_Given data_
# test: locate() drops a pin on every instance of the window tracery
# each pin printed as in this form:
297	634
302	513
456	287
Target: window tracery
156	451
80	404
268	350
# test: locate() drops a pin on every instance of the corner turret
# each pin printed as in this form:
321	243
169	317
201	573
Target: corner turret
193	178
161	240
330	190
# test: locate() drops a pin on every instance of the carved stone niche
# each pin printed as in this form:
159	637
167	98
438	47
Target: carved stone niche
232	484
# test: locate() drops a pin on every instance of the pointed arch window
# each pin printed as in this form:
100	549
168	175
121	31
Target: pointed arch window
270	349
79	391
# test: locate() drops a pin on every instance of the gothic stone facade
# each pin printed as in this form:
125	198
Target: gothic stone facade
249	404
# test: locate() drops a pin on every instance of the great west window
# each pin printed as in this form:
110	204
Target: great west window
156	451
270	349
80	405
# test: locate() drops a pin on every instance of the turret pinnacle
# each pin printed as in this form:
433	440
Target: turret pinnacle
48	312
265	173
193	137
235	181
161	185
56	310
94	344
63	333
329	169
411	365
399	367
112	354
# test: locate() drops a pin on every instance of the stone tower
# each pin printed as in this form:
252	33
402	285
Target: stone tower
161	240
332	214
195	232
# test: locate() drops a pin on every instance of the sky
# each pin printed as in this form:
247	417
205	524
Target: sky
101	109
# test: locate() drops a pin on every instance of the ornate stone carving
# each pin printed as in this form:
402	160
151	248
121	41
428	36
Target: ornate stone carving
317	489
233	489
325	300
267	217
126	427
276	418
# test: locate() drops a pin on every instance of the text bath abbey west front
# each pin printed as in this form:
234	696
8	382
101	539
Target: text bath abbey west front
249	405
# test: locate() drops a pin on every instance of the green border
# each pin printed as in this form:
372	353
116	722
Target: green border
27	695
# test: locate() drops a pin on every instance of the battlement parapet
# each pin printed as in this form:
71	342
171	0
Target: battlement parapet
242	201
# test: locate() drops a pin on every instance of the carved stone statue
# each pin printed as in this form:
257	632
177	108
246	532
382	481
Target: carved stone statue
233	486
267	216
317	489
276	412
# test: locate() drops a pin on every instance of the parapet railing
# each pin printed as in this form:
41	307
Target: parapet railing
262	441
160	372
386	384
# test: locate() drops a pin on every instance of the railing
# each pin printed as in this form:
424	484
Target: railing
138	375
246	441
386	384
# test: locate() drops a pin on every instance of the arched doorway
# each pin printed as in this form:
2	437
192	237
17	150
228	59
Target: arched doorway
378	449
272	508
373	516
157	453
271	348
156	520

---

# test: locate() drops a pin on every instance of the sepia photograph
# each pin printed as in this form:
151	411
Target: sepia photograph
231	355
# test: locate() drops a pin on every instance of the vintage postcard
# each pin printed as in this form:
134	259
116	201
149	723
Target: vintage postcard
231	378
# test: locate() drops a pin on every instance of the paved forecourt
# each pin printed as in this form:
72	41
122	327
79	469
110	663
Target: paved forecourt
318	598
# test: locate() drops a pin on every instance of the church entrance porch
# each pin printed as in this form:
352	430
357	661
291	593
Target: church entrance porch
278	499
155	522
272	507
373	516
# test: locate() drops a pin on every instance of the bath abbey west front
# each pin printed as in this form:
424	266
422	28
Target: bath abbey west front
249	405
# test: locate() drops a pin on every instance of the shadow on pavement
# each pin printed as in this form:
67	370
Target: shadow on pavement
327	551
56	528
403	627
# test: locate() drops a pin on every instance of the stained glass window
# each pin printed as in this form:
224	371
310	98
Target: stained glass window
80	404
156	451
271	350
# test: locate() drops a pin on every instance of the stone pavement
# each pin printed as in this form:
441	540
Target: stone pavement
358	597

_Aim of the exercise_
Report each line of the material above that contains the string "ornate". Treat uppercase and lowercase as different.

_Final result_
# test: locate() drops a pin on every instance of the ornate stone carving
Target: ornate stone carving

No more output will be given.